Please collect every line of the material below that contains the string "positive", treating uppercase and lowercase as different.

********************

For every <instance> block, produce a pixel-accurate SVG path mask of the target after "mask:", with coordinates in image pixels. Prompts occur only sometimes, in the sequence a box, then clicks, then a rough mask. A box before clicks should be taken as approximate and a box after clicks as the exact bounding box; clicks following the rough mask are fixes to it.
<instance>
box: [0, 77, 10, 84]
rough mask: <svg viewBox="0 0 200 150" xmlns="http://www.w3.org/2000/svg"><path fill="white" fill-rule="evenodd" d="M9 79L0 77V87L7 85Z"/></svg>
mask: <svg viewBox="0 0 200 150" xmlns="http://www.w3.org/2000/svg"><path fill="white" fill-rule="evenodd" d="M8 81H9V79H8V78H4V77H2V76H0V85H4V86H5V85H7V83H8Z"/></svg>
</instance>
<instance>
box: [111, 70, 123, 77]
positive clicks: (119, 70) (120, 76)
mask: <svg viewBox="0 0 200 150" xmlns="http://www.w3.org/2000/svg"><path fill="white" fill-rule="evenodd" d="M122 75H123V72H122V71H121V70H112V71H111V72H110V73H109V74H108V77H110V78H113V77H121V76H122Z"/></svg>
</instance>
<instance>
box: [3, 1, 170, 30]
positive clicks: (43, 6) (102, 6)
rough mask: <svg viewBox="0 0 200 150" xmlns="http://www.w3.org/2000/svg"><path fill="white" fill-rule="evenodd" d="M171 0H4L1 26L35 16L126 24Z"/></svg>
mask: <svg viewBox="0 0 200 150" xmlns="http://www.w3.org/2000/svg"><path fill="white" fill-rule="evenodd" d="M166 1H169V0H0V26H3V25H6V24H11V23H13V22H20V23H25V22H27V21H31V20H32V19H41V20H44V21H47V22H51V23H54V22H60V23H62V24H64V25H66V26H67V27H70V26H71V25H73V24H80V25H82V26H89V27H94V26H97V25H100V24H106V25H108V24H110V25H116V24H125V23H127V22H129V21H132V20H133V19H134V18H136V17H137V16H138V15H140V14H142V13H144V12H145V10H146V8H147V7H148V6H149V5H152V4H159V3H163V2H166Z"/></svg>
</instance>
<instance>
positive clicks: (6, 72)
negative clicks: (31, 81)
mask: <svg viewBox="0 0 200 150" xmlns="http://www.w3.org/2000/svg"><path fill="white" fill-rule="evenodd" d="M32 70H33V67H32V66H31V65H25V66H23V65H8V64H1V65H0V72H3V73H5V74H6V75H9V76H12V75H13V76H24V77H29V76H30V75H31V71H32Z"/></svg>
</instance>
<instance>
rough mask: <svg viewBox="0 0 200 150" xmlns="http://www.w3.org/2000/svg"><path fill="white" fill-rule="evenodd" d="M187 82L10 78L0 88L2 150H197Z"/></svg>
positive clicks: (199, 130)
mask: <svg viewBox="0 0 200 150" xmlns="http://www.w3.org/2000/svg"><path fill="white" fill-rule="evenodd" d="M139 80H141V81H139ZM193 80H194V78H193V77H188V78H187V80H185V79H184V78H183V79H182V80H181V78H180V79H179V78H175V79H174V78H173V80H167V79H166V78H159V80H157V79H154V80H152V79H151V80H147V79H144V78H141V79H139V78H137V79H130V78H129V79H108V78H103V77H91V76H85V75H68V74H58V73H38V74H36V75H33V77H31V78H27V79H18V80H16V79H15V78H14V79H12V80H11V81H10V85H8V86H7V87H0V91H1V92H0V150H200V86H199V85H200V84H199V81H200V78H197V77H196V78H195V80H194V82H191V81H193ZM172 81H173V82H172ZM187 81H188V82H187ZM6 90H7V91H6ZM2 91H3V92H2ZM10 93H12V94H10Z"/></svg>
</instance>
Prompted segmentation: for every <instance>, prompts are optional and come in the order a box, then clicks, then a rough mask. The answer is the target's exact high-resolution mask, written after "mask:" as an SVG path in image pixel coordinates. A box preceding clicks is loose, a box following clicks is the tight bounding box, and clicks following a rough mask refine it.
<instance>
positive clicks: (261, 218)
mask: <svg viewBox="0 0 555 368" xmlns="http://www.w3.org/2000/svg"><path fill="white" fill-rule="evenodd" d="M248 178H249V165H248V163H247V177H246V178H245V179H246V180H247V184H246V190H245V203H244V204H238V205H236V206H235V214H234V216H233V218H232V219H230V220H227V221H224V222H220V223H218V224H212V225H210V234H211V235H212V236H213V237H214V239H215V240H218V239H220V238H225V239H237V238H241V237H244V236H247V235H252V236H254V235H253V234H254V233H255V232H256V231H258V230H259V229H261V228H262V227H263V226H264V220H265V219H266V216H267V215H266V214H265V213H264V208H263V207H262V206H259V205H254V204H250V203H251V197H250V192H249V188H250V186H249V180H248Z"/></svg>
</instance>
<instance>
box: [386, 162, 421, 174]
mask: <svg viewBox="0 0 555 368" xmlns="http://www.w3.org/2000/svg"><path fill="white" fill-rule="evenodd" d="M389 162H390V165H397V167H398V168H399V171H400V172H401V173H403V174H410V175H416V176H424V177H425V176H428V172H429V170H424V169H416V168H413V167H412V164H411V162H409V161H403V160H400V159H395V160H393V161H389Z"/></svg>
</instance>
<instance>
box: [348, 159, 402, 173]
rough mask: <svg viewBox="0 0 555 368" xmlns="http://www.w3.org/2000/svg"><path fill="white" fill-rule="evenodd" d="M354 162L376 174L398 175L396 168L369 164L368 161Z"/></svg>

********************

Task answer |
positive clicks: (119, 70) (120, 76)
positive clicks: (43, 6) (102, 6)
positive clicks: (6, 72)
positive clicks: (199, 130)
positive clicks: (261, 218)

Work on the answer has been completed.